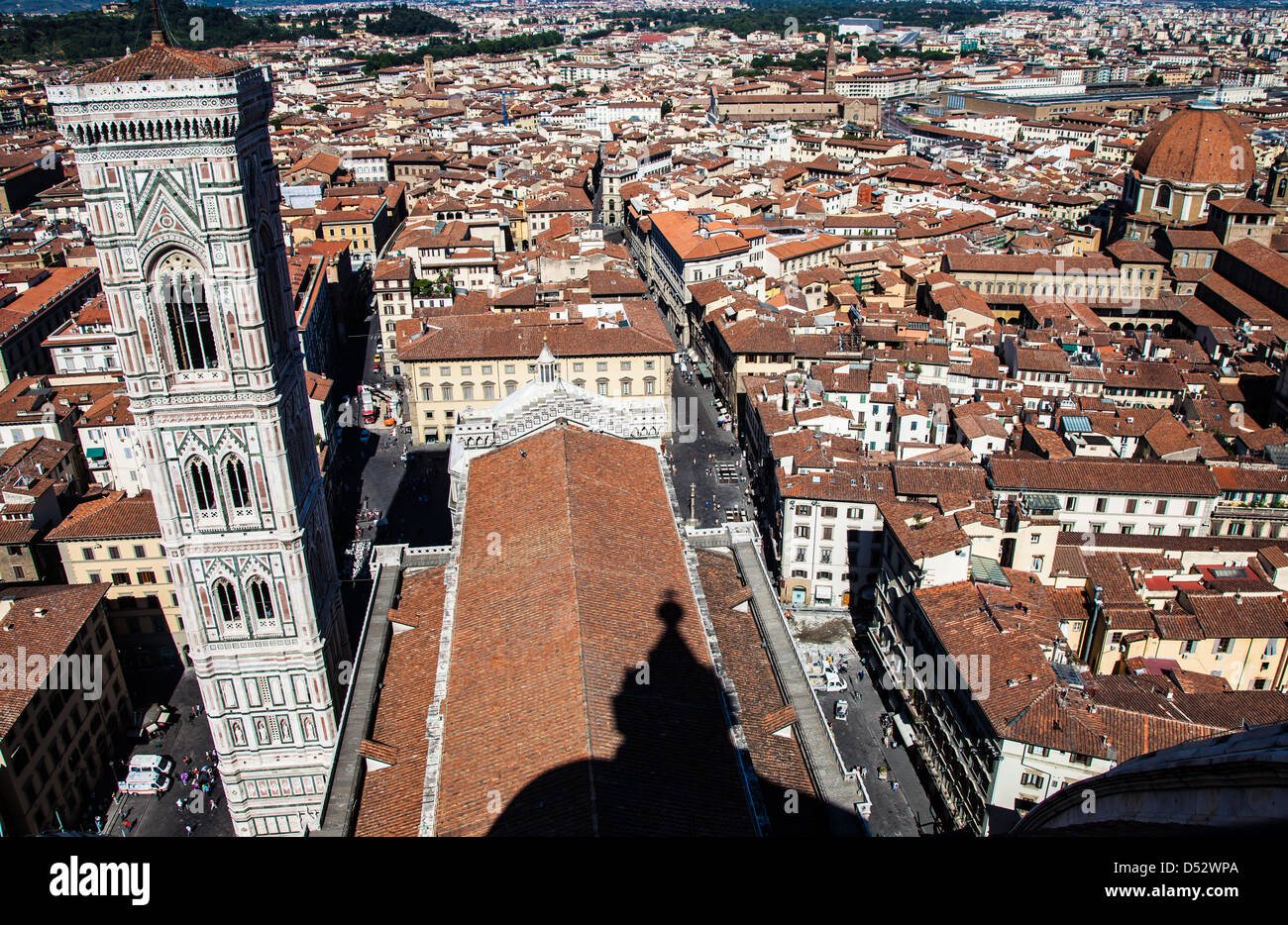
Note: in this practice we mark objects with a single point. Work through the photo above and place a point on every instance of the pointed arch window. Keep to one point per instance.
(262, 599)
(239, 486)
(226, 596)
(183, 292)
(202, 486)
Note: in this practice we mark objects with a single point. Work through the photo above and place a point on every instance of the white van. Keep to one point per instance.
(145, 782)
(149, 763)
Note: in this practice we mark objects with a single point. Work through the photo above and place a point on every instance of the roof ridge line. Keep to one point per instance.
(581, 645)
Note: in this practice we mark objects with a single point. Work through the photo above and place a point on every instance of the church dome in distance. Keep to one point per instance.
(1202, 145)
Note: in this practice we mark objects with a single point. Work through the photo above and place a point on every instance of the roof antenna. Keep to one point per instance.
(158, 29)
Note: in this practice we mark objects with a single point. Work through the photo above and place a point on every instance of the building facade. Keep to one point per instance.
(174, 156)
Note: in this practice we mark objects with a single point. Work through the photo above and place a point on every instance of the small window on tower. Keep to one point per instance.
(202, 486)
(183, 292)
(227, 599)
(239, 488)
(262, 599)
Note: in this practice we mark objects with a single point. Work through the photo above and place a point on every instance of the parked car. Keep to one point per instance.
(145, 782)
(149, 763)
(158, 718)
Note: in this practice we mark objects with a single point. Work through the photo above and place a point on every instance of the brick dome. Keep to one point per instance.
(1198, 146)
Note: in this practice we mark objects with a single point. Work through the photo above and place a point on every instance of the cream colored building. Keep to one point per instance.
(116, 539)
(473, 360)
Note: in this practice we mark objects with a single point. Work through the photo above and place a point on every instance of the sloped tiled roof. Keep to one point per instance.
(160, 60)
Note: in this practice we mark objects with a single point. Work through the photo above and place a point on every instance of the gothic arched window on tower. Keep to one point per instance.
(226, 595)
(239, 487)
(262, 599)
(183, 292)
(202, 486)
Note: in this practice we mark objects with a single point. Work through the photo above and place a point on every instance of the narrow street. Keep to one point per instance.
(708, 469)
(181, 805)
(903, 812)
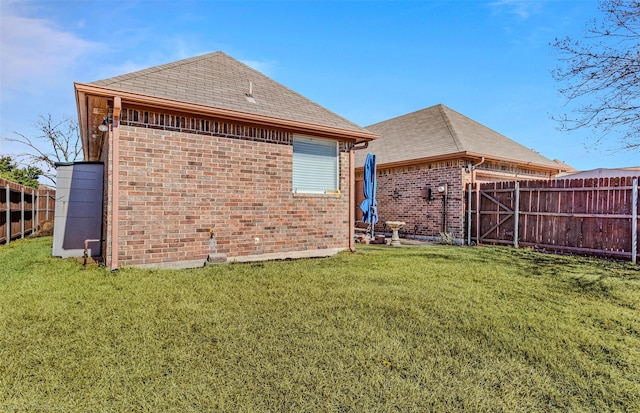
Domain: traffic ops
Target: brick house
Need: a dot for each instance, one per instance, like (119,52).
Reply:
(209,142)
(438,148)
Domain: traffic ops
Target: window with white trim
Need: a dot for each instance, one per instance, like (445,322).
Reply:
(315,165)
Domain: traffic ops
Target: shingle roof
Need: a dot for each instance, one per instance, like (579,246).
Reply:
(439,131)
(217,80)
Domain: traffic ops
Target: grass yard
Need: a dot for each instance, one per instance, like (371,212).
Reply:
(430,328)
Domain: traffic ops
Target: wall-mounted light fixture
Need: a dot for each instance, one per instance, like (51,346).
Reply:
(104,127)
(426,193)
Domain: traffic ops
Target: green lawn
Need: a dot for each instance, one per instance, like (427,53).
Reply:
(431,328)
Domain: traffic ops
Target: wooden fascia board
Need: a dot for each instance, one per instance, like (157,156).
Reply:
(465,155)
(519,162)
(196,108)
(81,104)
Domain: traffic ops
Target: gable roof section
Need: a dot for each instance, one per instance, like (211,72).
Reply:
(217,80)
(438,132)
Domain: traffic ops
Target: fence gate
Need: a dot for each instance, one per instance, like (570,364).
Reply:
(586,216)
(496,220)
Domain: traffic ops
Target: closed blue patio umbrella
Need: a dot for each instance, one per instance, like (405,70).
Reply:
(369,206)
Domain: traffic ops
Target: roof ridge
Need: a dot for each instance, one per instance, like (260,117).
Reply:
(447,121)
(155,69)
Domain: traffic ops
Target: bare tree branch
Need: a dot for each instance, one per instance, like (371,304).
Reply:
(601,75)
(59,142)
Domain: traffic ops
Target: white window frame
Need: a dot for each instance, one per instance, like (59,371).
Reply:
(316,165)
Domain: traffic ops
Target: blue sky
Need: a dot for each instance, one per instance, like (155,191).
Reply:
(367,61)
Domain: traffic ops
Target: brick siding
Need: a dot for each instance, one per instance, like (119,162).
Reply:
(174,186)
(422,216)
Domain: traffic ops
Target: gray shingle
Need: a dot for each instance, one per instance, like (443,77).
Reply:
(439,130)
(219,81)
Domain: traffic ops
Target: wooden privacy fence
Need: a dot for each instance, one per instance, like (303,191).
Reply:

*Direction*:
From the material above, extract every line that contains the string "window", and reproduce each such line unchanged.

*Written solution*:
Note: in this practice we mark objects with a single point. Work through the photo above and place a point on every instance of the pointed arch window. Keep to one point per instance.
Note: in this practice we mark objects with a single point. Work through the photo above and place a point on every instance of the small window on tower. Keep to one point per instance.
Note: in this practice we mark objects with a single point. Work through the photo above and place a point on every instance of the gothic arched window on tower. Keep to one point per instance.
Target: window with white trim
Target: white window frame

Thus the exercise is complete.